▶ **What you will do**
Go through the entries below and copy each line containing the word "fruit".

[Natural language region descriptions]
=== Section Start ===
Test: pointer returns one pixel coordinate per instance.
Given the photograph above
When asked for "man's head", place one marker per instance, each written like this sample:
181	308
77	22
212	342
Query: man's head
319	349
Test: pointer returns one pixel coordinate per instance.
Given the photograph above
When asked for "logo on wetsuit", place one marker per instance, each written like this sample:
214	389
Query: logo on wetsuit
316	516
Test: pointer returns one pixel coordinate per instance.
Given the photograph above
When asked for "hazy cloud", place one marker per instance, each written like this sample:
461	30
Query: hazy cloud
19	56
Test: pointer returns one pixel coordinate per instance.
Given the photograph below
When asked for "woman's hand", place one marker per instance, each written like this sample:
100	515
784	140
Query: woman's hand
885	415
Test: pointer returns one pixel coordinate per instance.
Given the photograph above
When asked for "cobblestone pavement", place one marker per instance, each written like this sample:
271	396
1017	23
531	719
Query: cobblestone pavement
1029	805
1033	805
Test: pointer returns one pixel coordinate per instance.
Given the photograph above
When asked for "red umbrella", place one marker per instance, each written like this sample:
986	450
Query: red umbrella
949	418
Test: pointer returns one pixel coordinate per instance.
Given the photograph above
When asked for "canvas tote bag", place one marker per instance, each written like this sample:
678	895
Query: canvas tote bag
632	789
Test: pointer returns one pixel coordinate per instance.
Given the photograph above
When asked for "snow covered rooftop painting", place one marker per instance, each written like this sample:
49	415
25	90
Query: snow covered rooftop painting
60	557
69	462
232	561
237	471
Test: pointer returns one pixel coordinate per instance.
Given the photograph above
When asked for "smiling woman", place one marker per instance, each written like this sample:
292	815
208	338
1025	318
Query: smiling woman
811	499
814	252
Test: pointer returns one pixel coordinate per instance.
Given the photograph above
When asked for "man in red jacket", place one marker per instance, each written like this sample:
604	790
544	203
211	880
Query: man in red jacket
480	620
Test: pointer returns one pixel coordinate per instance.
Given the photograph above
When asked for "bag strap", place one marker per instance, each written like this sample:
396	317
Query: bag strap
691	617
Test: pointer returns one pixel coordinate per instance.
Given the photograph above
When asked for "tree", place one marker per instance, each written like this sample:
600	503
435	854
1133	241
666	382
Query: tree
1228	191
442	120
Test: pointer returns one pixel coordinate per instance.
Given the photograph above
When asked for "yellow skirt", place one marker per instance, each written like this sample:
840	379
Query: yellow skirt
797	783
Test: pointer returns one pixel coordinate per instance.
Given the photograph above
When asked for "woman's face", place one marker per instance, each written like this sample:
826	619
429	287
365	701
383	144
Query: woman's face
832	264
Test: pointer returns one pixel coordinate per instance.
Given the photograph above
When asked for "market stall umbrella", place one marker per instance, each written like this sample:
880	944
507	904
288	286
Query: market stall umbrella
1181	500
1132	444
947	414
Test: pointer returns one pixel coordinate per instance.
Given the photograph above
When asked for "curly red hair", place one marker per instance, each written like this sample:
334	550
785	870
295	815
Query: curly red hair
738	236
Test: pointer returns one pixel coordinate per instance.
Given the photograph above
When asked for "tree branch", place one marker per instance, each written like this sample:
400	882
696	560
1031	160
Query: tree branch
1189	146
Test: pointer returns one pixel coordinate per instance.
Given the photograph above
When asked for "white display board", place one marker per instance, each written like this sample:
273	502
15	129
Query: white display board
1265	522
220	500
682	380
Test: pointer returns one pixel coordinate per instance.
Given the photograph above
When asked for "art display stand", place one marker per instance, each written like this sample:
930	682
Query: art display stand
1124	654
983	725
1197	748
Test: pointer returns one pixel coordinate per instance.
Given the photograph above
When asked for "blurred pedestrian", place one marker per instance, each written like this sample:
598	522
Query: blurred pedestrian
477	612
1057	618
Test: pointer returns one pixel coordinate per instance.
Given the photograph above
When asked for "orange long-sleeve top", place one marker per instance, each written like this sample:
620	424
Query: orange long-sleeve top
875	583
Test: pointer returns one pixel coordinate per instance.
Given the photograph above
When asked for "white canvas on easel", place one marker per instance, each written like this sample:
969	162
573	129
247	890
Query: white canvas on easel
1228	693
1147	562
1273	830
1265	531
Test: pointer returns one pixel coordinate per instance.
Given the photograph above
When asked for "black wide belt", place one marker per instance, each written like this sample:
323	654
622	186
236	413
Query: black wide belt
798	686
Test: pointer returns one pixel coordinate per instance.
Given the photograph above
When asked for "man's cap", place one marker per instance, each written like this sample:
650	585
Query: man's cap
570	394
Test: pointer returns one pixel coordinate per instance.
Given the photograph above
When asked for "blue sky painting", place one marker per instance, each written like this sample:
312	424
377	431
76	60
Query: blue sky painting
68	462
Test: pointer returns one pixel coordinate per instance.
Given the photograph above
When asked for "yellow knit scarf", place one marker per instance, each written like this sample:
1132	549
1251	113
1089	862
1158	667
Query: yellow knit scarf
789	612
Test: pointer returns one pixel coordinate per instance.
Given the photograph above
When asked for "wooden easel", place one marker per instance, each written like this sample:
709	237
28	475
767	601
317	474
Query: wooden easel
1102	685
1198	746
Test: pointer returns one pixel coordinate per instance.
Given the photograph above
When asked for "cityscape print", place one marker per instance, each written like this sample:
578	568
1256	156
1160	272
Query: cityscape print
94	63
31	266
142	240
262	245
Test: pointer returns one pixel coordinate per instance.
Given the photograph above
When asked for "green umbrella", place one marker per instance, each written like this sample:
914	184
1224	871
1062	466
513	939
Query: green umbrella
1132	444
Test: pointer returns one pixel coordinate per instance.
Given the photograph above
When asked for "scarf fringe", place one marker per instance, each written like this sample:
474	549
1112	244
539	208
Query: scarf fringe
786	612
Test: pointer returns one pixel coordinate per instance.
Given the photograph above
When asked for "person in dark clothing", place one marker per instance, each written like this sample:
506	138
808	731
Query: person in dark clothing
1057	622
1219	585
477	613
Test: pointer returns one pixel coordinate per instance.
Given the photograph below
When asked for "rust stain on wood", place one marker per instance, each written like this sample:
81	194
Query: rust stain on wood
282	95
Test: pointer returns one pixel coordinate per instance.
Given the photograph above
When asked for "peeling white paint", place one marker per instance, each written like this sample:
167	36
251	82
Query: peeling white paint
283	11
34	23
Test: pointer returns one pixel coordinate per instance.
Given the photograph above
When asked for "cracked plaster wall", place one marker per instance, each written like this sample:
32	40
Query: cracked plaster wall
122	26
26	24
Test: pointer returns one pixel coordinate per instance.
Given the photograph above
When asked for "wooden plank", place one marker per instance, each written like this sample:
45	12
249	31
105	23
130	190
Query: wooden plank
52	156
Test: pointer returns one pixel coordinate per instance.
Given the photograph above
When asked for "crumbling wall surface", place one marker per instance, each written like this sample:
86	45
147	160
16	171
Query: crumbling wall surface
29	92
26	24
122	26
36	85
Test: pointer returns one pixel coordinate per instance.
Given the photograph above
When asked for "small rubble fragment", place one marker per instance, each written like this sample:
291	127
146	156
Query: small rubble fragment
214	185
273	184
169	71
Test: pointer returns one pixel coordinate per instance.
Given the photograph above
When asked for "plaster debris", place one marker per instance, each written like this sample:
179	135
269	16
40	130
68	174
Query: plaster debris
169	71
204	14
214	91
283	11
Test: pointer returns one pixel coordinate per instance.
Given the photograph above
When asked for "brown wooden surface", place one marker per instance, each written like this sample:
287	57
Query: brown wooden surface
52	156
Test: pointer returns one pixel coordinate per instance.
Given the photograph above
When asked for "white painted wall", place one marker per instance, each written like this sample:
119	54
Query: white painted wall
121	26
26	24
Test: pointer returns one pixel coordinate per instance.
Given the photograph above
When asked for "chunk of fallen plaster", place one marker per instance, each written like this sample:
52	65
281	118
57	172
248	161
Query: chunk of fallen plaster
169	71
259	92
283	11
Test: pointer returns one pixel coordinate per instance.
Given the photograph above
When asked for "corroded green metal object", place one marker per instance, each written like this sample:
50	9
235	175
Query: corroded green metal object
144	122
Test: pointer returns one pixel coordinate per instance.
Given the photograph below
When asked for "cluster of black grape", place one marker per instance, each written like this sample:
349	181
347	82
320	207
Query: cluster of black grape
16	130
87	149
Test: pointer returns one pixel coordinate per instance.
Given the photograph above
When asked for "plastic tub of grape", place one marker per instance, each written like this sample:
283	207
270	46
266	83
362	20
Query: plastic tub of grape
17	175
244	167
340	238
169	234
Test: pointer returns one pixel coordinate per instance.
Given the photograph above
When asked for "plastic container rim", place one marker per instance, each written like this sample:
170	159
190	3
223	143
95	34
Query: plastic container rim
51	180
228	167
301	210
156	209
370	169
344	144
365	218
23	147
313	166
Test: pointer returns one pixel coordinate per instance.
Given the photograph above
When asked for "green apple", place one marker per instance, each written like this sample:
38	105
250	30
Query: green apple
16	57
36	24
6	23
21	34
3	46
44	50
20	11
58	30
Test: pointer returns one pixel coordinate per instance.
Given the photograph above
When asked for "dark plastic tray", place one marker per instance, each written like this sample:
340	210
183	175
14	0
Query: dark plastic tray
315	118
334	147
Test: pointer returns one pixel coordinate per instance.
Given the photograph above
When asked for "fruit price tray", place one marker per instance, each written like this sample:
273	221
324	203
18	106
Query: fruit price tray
=== Section End ===
▶ **Answer box**
When asked for "fruit price tray", place one marker per instance, each written like this sample:
Query: fruit price tray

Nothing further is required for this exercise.